**Requirement:**
Convert the records in the part that opens with the line containing "Locate the cloudy" and closes with the line containing "(1173, 338)" into a two-column CSV with the headers instruction and points. Give one row per instruction with its points, each value in a single quoted field, and replace line breaks with spaces.

**Provided records:**
++++++++++
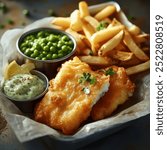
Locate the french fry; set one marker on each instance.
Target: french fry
(141, 38)
(108, 20)
(96, 60)
(129, 42)
(134, 30)
(138, 68)
(86, 52)
(76, 35)
(76, 23)
(85, 40)
(61, 21)
(83, 9)
(110, 44)
(106, 12)
(88, 30)
(105, 34)
(92, 21)
(122, 56)
(129, 63)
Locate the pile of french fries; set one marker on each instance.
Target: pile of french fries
(103, 40)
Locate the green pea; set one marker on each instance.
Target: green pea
(49, 56)
(36, 52)
(53, 49)
(64, 48)
(65, 38)
(28, 52)
(49, 44)
(37, 58)
(44, 58)
(54, 56)
(32, 55)
(40, 34)
(23, 49)
(60, 55)
(44, 53)
(46, 48)
(42, 45)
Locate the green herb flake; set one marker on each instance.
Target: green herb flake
(2, 26)
(26, 12)
(86, 90)
(109, 71)
(51, 12)
(10, 21)
(86, 77)
(3, 7)
(102, 25)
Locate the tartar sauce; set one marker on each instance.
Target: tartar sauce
(23, 86)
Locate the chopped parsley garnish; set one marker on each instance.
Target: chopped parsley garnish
(3, 7)
(87, 77)
(86, 90)
(109, 71)
(10, 21)
(102, 25)
(2, 26)
(26, 12)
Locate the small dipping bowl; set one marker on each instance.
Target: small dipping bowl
(27, 106)
(45, 50)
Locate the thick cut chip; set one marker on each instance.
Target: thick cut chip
(71, 96)
(13, 68)
(119, 91)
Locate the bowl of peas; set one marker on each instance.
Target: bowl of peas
(47, 45)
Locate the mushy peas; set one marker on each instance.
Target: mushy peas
(23, 86)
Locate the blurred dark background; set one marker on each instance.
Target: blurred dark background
(19, 13)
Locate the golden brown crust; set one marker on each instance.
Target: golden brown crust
(119, 91)
(65, 106)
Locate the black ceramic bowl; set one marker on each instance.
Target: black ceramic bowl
(27, 105)
(49, 64)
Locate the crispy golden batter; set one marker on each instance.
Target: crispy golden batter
(66, 105)
(119, 91)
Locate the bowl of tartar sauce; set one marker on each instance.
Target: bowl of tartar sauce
(25, 89)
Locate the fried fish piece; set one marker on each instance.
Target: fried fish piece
(120, 89)
(71, 96)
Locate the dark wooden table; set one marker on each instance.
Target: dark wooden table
(133, 137)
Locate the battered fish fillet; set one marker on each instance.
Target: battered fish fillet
(119, 91)
(71, 96)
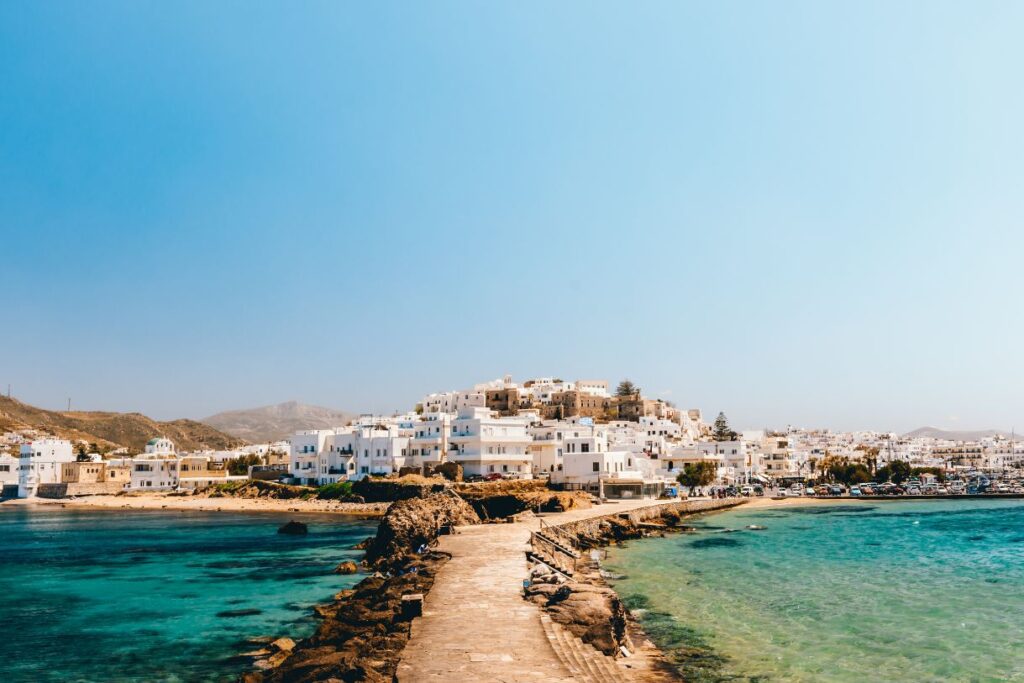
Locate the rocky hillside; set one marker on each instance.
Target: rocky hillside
(272, 423)
(131, 430)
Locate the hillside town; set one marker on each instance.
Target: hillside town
(578, 435)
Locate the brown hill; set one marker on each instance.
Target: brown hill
(131, 430)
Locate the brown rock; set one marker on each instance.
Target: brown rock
(284, 644)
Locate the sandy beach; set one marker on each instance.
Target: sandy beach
(169, 502)
(157, 501)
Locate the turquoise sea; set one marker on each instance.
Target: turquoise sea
(884, 591)
(158, 596)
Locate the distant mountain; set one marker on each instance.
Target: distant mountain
(935, 432)
(272, 423)
(130, 430)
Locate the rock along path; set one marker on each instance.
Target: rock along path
(475, 625)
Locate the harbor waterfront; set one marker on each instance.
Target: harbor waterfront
(94, 595)
(841, 591)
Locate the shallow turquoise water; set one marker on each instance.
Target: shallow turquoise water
(148, 596)
(915, 591)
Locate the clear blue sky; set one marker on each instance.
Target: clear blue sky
(802, 213)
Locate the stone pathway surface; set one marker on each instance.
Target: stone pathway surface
(475, 626)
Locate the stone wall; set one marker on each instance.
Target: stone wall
(79, 488)
(592, 525)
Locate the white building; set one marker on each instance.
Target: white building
(40, 462)
(304, 454)
(8, 470)
(429, 441)
(608, 473)
(484, 443)
(352, 453)
(453, 401)
(741, 463)
(155, 471)
(160, 446)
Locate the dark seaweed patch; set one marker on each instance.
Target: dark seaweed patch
(715, 542)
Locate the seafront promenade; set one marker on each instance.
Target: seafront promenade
(476, 626)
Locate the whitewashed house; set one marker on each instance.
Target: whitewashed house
(8, 470)
(155, 471)
(484, 443)
(305, 451)
(40, 463)
(429, 441)
(160, 446)
(617, 474)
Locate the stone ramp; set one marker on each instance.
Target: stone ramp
(477, 628)
(475, 625)
(585, 663)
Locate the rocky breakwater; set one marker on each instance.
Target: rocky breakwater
(498, 500)
(572, 591)
(365, 629)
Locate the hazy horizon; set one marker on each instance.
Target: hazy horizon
(799, 214)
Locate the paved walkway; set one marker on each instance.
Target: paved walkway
(475, 625)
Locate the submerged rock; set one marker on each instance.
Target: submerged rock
(294, 528)
(348, 566)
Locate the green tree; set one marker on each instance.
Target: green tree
(896, 471)
(721, 430)
(937, 471)
(240, 466)
(697, 474)
(627, 388)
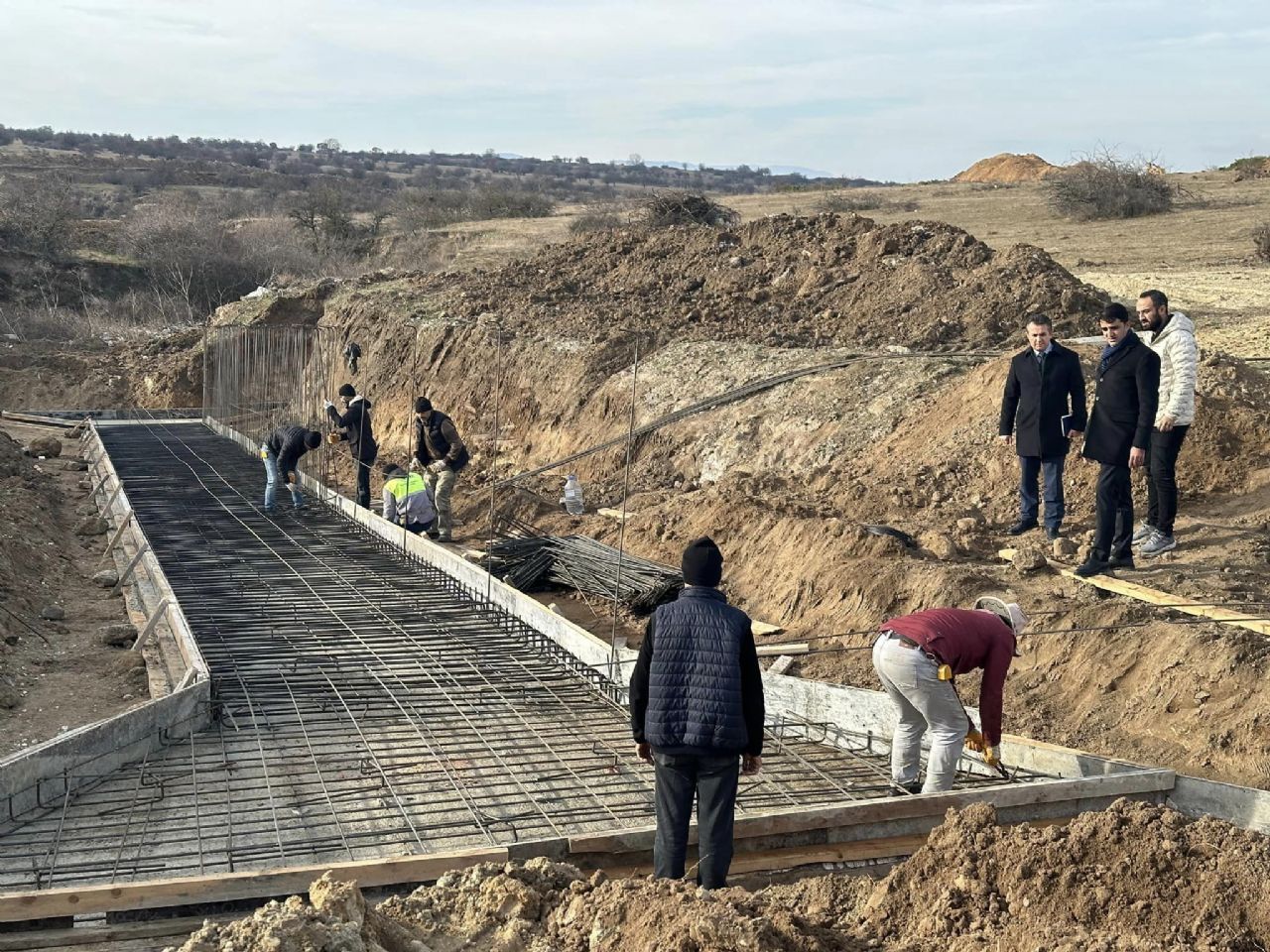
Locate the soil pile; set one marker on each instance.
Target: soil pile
(780, 281)
(783, 281)
(547, 906)
(1006, 168)
(90, 375)
(1132, 878)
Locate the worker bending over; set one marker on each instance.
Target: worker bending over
(917, 656)
(441, 451)
(407, 500)
(281, 452)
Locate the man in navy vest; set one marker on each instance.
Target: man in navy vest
(439, 448)
(698, 715)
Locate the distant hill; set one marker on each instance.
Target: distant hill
(1007, 168)
(774, 169)
(122, 159)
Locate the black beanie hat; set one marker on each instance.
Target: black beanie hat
(702, 562)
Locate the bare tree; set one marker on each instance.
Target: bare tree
(191, 258)
(39, 214)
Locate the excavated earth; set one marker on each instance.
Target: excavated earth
(1133, 878)
(785, 479)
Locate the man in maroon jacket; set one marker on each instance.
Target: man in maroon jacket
(917, 656)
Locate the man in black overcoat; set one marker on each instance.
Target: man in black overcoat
(1119, 434)
(1042, 407)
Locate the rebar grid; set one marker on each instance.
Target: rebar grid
(366, 705)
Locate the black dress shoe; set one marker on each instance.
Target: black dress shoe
(1091, 566)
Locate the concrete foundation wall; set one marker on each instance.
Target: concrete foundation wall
(42, 774)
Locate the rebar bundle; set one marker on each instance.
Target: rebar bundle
(584, 565)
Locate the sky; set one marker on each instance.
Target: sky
(885, 90)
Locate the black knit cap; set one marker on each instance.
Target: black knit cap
(1116, 312)
(702, 562)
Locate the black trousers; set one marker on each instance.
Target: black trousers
(363, 483)
(712, 780)
(1112, 534)
(1162, 477)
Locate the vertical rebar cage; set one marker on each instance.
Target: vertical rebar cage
(259, 379)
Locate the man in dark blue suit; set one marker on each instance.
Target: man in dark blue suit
(1119, 434)
(1042, 407)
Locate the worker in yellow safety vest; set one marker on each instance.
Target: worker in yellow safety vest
(407, 500)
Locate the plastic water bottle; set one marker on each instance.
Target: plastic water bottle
(572, 497)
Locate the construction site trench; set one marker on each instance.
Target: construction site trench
(363, 705)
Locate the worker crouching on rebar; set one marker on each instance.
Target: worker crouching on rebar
(440, 449)
(354, 426)
(281, 452)
(407, 500)
(698, 714)
(917, 656)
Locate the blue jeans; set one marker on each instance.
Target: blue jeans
(1030, 467)
(712, 779)
(272, 479)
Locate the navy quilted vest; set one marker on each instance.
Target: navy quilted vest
(694, 685)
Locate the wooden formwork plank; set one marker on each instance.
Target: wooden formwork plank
(1155, 597)
(186, 890)
(871, 811)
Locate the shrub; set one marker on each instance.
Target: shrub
(190, 255)
(1261, 241)
(1106, 186)
(39, 216)
(1252, 167)
(595, 217)
(668, 208)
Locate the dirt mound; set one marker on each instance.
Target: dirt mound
(1007, 167)
(1132, 878)
(543, 906)
(89, 375)
(781, 281)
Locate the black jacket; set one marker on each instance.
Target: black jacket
(1124, 403)
(354, 425)
(287, 444)
(440, 434)
(697, 685)
(1033, 405)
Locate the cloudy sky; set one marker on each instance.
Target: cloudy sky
(894, 90)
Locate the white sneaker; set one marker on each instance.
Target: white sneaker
(1159, 543)
(1143, 532)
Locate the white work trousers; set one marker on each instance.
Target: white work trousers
(922, 702)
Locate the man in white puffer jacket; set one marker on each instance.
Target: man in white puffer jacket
(1173, 338)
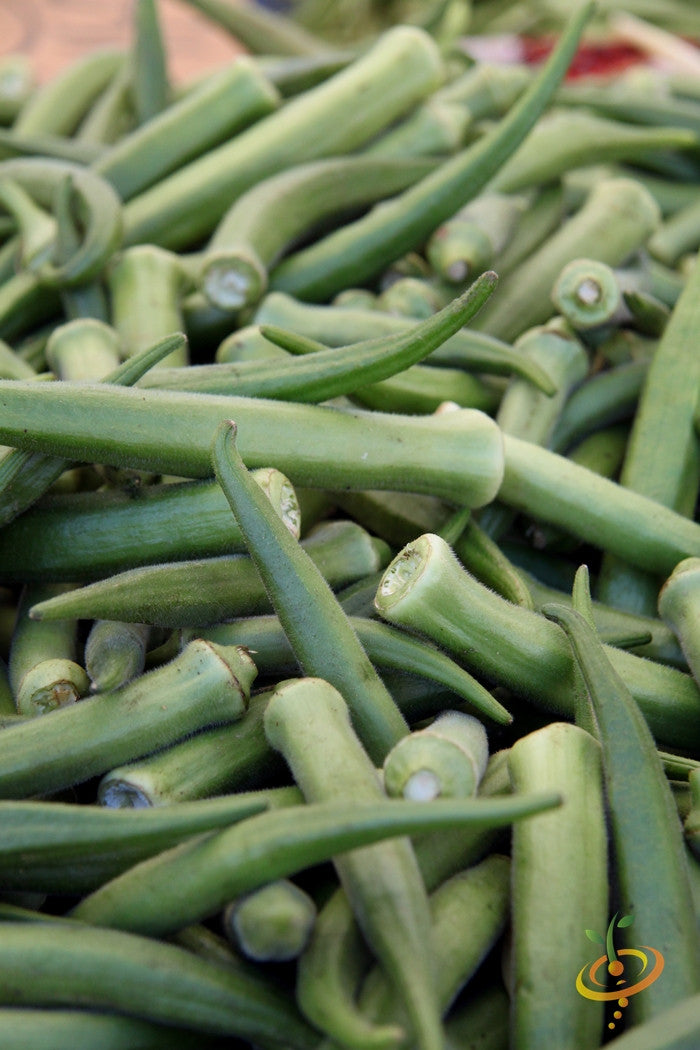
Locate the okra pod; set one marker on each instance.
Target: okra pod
(205, 685)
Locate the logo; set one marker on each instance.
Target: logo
(629, 968)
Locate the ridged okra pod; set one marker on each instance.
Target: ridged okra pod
(309, 721)
(559, 888)
(650, 865)
(679, 606)
(364, 248)
(197, 879)
(615, 221)
(221, 106)
(191, 593)
(516, 647)
(64, 964)
(262, 223)
(336, 117)
(83, 536)
(458, 456)
(205, 685)
(319, 631)
(62, 847)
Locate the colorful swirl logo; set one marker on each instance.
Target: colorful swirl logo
(619, 965)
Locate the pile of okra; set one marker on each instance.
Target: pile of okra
(349, 567)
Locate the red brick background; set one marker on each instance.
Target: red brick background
(57, 32)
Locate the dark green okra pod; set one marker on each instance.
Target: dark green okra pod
(194, 880)
(516, 647)
(650, 863)
(205, 685)
(322, 638)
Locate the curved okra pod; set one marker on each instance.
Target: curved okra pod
(385, 647)
(322, 638)
(515, 647)
(58, 106)
(83, 536)
(193, 880)
(214, 761)
(331, 372)
(274, 213)
(336, 117)
(273, 923)
(559, 889)
(43, 671)
(144, 979)
(458, 456)
(362, 249)
(191, 593)
(205, 685)
(446, 758)
(661, 454)
(637, 528)
(218, 108)
(146, 285)
(25, 476)
(114, 653)
(75, 848)
(338, 326)
(615, 221)
(309, 721)
(678, 607)
(650, 862)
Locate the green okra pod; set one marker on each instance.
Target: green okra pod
(336, 117)
(325, 372)
(58, 106)
(650, 864)
(516, 647)
(362, 249)
(192, 593)
(25, 476)
(114, 653)
(274, 213)
(84, 536)
(337, 326)
(273, 923)
(75, 848)
(559, 888)
(446, 758)
(385, 647)
(56, 964)
(321, 635)
(205, 685)
(458, 457)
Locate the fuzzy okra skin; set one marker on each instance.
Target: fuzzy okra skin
++++++++++
**Reply:**
instruction,points
"Locate the cloudy sky; set one marker on each instance. Target: cloudy sky","(894, 90)"
"Locate the white sneaker; set one marker on each instance. Target: white sneaker","(1159, 543) (1143, 532)"
"Locate the white work trousers; set one marker on each instance. Target: white work trousers","(922, 702)"
"Locate the man in white puffer jacket; set one marker on each instance. Target: man in white puffer jacket","(1173, 338)"